### [GOAL OF THE EXERCISE]
With the images removed, repeat the data below exactly.
*** Block opens ***
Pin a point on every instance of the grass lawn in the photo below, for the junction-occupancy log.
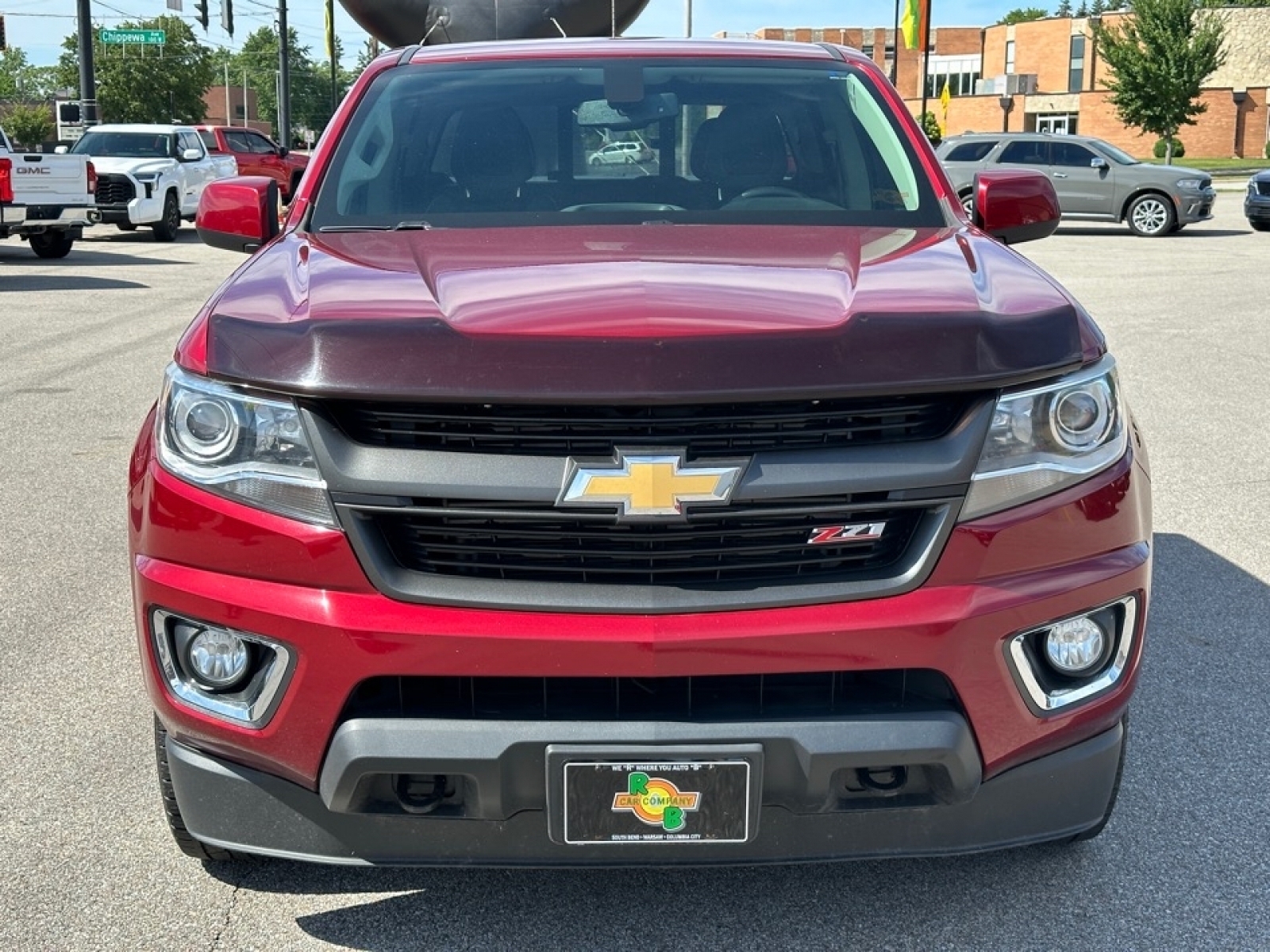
(1219, 165)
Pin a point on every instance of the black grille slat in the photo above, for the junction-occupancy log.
(705, 698)
(702, 429)
(114, 190)
(749, 543)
*** Block closes ***
### [YOUR SOLUTION]
Pin a point on every instance of the grass lawn in the photo below, for the junction-occupancy log.
(1219, 165)
Pin a point on every instance of the black grille slat in the photo above, for the junction-occupancy log.
(705, 698)
(702, 429)
(114, 190)
(749, 543)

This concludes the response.